▶ Tekstfragment:
3.3
Inschakelen
Nadat u het apparaat op de stroom heeft aangesloten, licht het
volledige display ca. 2 seconden op (Afb. 1).
OPMERKING
L
Indien gedurende 4 minuten niets wordt ingegeven of geen
signaal wordt ontvangen, schakelt de console over naar
spaarstand. Druk op een willekeurige toets om de spaarstand te verlaten.
3.4
Programma's
U kunt kiezen uit 18 programma's:
+
Handmatig programma
+
12 vooringestelde programma's
+
4 hartslaggestuurde programma's
+
Wattgestuurd programma
3.4.1
Handmatig programma (MANUAL)
1.
Selecteer het handmatige programma (MANUAL) met de UP/DOWN-toetsen in het hoofdmenu
en bevestig uw keuze met de MODE-toets (Afb. 2).
2.
Leg de waarden voor tijd (TIME), afstand (DISTANCE), calorieën (CALORIES) en hartslag (PULSE)

▶ Opdracht A:
Noem alle soorten programma's die het tekstfragment over de console opsomt.
▶ Opdracht B:
Neem uit het tekstfragment de passage van "Selecteer het handmatige" tot en met "en hartslag (PULSE)" letterlijk over.
▶ Opdracht C:
Beantwoord aan de hand van het tekstfragment de volgende vragen.
(i) Hoe lang licht het volledige display op nadat het apparaat op de stroom is aangesloten?
(ii) Na hoeveel minuten zonder invoer of signaal schakelt de console over naar spaarstand?
(iii) Met welke toets bevestigt u de keuze voor het handmatige programma?
De rijen vormen afzonderlijk materiaal, los van het tekstfragment.

▶ Rijen:
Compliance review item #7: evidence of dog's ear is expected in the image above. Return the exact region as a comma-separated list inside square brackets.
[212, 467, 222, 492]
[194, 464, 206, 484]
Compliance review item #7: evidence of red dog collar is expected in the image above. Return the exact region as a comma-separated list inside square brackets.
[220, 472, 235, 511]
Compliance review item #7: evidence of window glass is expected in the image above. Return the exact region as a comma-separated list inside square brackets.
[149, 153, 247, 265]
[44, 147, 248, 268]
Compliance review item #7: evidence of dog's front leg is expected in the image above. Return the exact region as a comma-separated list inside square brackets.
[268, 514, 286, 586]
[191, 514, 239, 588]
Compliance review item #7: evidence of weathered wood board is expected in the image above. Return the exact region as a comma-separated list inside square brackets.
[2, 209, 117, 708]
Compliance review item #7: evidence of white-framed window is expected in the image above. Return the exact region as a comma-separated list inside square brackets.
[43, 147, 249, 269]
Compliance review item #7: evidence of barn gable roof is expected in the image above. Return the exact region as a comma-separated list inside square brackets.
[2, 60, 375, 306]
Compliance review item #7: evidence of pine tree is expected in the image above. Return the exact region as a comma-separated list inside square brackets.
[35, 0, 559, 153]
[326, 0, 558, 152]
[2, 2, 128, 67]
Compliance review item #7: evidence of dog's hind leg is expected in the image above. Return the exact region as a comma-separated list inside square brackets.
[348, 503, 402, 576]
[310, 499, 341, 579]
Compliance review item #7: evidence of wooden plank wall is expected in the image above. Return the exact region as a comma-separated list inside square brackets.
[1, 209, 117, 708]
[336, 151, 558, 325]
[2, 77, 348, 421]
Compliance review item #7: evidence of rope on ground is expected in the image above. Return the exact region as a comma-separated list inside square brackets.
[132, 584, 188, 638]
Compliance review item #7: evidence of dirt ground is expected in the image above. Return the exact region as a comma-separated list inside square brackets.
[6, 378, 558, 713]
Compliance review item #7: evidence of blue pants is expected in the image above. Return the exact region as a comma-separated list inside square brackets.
--
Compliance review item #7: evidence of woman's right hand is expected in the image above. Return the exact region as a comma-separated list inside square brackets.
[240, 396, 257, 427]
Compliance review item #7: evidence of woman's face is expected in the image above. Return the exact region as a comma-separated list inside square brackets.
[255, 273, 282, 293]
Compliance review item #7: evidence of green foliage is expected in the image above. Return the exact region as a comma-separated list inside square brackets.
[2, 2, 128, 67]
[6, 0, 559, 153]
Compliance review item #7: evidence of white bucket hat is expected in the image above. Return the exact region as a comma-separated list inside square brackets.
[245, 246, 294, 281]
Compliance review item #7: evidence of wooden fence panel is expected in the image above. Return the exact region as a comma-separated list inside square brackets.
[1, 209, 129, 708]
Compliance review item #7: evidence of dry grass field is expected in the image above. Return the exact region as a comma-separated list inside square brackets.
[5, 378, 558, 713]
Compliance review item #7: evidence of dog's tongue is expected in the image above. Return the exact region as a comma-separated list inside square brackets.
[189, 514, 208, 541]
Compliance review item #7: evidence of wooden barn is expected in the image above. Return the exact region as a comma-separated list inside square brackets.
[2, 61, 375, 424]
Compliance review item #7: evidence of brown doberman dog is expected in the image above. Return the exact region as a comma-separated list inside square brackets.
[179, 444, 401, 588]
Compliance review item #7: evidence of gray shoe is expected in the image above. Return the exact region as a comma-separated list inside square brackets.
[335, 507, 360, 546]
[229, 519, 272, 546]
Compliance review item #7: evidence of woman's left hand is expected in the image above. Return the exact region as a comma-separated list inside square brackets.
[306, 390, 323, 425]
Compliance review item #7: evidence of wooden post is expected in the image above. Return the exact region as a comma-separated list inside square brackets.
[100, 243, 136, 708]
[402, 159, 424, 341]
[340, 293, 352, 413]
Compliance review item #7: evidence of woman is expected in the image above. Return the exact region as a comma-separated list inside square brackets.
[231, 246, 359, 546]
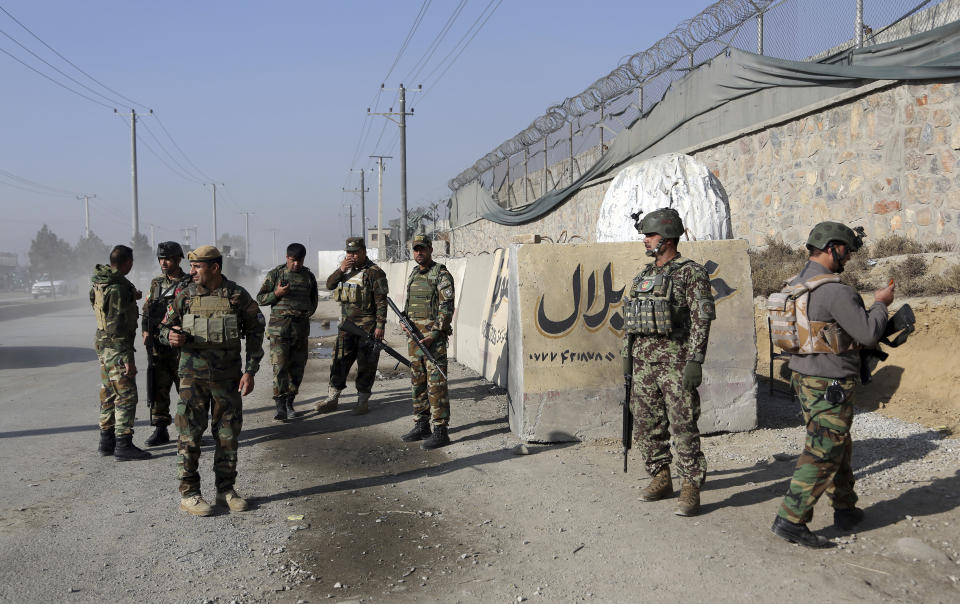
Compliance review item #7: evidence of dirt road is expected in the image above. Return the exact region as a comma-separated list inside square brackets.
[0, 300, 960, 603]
* * *
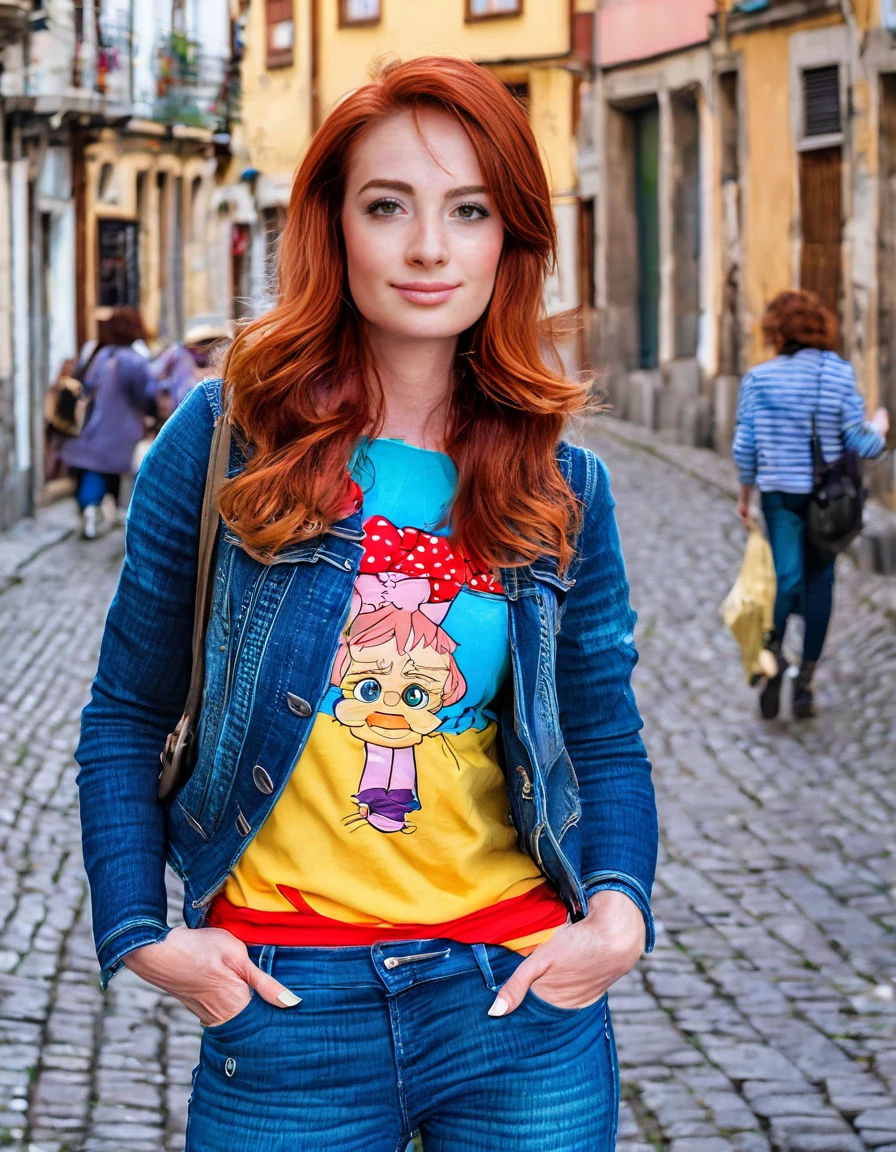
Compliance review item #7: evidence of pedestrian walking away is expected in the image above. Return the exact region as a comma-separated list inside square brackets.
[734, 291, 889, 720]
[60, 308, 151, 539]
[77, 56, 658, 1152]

▶ Juist antwoord A:
Handmatig programma
12 vooringestelde programma's
4 hartslaggestuurde programma's
Wattgestuurd programma

▶ Juist antwoord B:
Selecteer het handmatige programma (MANUAL) met de UP/DOWN-toetsen in het hoofdmenu
en bevestig uw keuze met de MODE-toets (Afb. 2).
2.
Leg de waarden voor tijd (TIME), afstand (DISTANCE), calorieën (CALORIES) en hartslag (PULSE)

▶ Juist antwoord C:
(i) Ongeveer 2 seconden.
(ii) Na 4 minuten.
(iii) Met de MODE-toets.